■ Task material:
============
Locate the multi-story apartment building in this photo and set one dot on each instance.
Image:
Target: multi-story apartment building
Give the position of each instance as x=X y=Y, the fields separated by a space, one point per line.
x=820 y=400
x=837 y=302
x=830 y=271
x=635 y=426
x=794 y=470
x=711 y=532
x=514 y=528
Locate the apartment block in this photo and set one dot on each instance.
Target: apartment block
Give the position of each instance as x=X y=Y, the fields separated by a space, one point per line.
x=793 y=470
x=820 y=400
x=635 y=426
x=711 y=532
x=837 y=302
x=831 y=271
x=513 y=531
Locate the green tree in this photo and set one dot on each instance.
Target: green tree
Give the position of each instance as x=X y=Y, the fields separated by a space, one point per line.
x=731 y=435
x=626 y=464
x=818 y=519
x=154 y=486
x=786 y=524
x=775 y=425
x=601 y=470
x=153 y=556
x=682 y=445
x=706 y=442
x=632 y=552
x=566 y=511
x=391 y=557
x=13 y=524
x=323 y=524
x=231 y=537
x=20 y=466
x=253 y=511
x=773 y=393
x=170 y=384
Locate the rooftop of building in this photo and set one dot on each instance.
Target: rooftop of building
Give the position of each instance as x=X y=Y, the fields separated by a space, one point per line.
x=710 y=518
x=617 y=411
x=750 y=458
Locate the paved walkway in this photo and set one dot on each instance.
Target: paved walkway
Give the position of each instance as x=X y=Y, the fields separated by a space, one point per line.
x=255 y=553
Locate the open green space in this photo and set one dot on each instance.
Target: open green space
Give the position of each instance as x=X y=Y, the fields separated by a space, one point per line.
============
Print the records line for line without any changes, starting at the very first line and ending at the line that contains "x=830 y=271", with both of those lines included.

Locate the multi-story apartment building in this photo and set one dot on each instance.
Image:
Target: multi-story apartment building
Give the position of each instance as x=X y=Y, the fields separated by a space, one point per line.
x=820 y=400
x=837 y=302
x=830 y=271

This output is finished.